- [Problem] Set out each line of the records below as a numbered list, skipping blank lines. Leave the pictures out.

- [Record list]
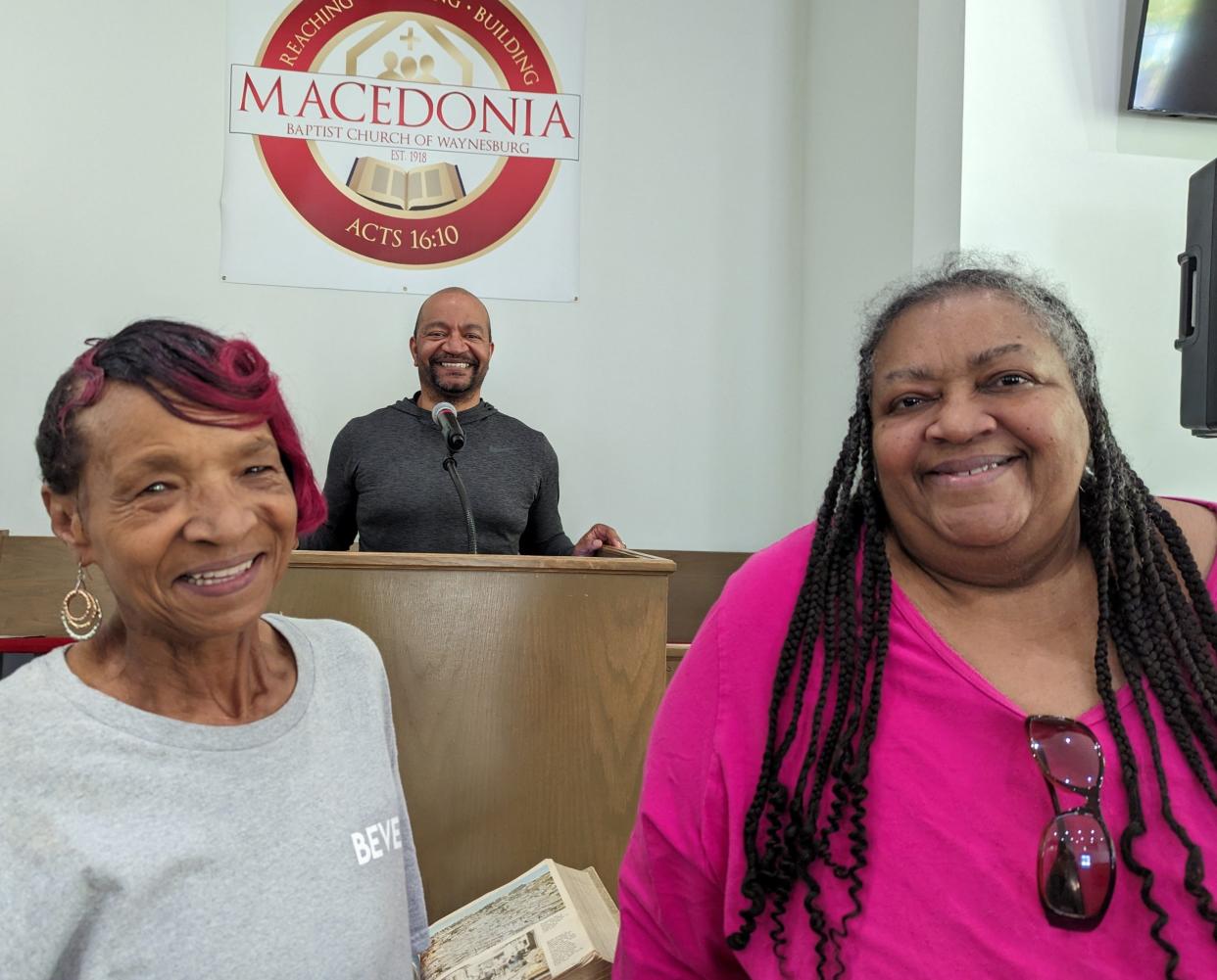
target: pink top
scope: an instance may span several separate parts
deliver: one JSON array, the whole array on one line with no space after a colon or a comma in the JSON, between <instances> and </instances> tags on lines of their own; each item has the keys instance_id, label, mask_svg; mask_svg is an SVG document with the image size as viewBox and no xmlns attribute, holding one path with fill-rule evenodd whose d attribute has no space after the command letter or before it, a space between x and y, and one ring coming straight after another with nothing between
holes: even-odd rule
<instances>
[{"instance_id":1,"label":"pink top","mask_svg":"<svg viewBox=\"0 0 1217 980\"><path fill-rule=\"evenodd\" d=\"M812 530L795 531L753 556L728 582L663 699L621 869L618 980L781 976L768 913L744 952L729 950L724 936L739 927L746 905L740 894L744 816ZM1208 591L1217 596L1212 571ZM1180 978L1217 976L1217 944L1183 889L1185 852L1161 817L1131 687L1117 692L1117 700L1142 764L1149 826L1134 854L1154 871L1154 896L1170 913L1163 935L1182 954ZM1217 807L1189 772L1156 700L1150 702L1173 812L1208 856L1206 885L1217 892ZM1039 837L1054 811L1027 747L1023 717L893 586L882 710L867 781L869 866L862 873L863 912L851 922L842 947L846 976L1082 980L1163 974L1166 956L1150 939L1152 917L1138 894L1140 879L1118 855L1128 807L1101 705L1081 721L1099 737L1106 760L1100 802L1117 847L1115 894L1090 933L1048 924L1034 869ZM787 787L806 750L806 730L803 737L783 768ZM1082 802L1072 800L1069 793L1061 796L1062 806ZM845 907L841 883L826 883L819 867L817 878L836 922ZM796 889L784 919L787 975L795 978L815 975L804 894Z\"/></svg>"}]
</instances>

- [The response]
1. target: pink top
2. scope: an instance may span several separate parts
3. deliver: one JSON array, the whole array on one line with no space after a colon or a comma in the JSON, between <instances> and </instances> tags on lines of their own; each item has the keys instance_id, label, mask_svg; mask_svg is an SVG document with the image size as viewBox and no xmlns attribute, holding one path with fill-rule evenodd whose d attribute has no space after the command letter or before it, a space between x and y, and one ring coming straight after another with nothing between
4. holes: even-odd rule
5. <instances>
6. [{"instance_id":1,"label":"pink top","mask_svg":"<svg viewBox=\"0 0 1217 980\"><path fill-rule=\"evenodd\" d=\"M812 530L795 531L753 556L728 582L663 699L621 869L618 980L781 976L768 913L744 952L729 950L724 936L739 927L746 905L740 894L744 816ZM1208 591L1217 596L1212 571ZM1180 978L1217 976L1217 944L1183 889L1185 852L1161 817L1131 687L1117 692L1117 700L1142 764L1149 826L1134 854L1154 871L1154 896L1170 913L1163 935L1182 954ZM1217 807L1189 772L1156 700L1150 702L1173 812L1208 856L1206 885L1217 892ZM1039 837L1054 811L1027 747L1023 717L893 586L882 710L867 781L869 866L862 873L863 912L851 922L842 947L846 976L1082 980L1163 974L1166 956L1150 939L1152 917L1138 894L1140 879L1118 855L1128 807L1101 705L1081 721L1099 737L1106 760L1100 802L1117 847L1115 894L1090 933L1048 924L1034 869ZM787 787L806 750L806 730L803 737L783 768ZM1082 802L1072 800L1069 793L1061 796L1062 806ZM845 907L841 883L826 883L819 867L817 878L836 922ZM796 889L784 919L787 975L795 978L815 975L804 894Z\"/></svg>"}]
7. </instances>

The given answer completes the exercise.